▶ **TASK DATA**
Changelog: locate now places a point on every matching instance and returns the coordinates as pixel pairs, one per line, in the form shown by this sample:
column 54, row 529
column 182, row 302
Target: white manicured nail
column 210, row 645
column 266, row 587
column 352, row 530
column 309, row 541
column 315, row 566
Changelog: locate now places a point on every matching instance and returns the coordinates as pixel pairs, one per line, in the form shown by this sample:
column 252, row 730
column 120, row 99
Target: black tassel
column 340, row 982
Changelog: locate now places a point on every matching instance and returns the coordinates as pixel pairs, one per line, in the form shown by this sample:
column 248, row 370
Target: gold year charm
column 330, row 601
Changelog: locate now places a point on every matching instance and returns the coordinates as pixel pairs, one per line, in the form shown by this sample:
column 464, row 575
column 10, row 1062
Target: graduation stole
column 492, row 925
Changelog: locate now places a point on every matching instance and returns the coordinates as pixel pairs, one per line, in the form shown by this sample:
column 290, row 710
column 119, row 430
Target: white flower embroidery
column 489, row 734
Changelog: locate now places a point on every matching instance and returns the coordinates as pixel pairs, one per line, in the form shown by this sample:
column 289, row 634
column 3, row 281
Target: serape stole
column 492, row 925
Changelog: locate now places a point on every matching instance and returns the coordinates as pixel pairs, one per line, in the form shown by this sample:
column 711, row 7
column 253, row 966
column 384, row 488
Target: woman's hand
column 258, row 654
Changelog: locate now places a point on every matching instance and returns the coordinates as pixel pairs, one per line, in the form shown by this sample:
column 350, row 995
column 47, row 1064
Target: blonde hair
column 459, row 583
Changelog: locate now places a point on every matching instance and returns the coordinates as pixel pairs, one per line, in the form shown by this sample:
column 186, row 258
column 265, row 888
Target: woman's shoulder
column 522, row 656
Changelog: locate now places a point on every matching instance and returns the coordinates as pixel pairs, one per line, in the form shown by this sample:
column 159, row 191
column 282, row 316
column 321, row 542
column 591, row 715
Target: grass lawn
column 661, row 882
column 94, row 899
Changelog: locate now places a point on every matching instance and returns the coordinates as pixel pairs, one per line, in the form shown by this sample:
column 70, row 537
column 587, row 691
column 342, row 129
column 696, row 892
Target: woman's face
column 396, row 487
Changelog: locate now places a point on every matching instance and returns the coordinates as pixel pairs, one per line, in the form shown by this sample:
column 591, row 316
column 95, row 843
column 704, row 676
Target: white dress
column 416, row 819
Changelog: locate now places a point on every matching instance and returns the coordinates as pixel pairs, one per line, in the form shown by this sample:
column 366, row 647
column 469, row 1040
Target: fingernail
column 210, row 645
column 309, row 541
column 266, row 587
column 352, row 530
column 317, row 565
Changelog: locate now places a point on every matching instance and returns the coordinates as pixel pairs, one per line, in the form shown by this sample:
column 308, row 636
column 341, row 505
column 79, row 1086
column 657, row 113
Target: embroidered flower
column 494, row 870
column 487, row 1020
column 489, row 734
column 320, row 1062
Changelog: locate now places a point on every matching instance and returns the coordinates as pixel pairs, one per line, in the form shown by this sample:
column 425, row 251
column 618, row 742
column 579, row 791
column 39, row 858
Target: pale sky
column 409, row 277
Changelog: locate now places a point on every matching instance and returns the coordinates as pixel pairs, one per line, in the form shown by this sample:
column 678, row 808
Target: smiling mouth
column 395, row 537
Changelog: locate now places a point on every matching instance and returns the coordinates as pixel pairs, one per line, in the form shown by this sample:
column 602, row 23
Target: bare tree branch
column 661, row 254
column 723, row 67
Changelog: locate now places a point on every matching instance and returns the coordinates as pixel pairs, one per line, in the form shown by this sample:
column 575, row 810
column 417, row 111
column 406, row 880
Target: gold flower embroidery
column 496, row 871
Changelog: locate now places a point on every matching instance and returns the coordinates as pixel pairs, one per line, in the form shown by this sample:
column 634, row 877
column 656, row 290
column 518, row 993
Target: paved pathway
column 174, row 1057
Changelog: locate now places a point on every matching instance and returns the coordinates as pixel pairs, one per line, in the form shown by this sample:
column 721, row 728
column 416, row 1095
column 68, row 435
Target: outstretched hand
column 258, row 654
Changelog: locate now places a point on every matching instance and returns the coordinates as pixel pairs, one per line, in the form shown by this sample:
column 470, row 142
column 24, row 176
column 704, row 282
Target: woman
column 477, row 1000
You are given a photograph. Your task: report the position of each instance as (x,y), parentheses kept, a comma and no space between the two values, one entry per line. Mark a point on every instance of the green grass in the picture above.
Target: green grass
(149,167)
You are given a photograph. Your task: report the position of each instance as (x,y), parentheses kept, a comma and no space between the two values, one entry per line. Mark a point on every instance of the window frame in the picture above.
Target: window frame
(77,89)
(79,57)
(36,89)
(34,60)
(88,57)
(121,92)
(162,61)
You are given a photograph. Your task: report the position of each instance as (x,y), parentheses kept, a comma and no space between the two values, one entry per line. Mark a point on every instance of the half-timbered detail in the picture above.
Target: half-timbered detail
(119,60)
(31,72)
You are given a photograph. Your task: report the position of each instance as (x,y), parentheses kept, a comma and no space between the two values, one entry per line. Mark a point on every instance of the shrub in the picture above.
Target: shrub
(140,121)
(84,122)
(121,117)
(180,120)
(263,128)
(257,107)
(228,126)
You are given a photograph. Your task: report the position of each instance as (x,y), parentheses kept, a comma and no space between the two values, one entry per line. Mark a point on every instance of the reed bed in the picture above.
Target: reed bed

▶ **WHAT IS BEING ASKED**
Copy the entries above word for word, from the first line through the line that holds "column 315, row 566", including that line.

▶ **RESPONSE TO THE EXERCISE**
Changelog: locate now places a point on every matching instance and returns the coordinates as pixel pairs, one per line, in the form shown by this sample:
column 54, row 529
column 182, row 302
Target: white manicured nail
column 210, row 645
column 266, row 587
column 352, row 530
column 309, row 541
column 315, row 566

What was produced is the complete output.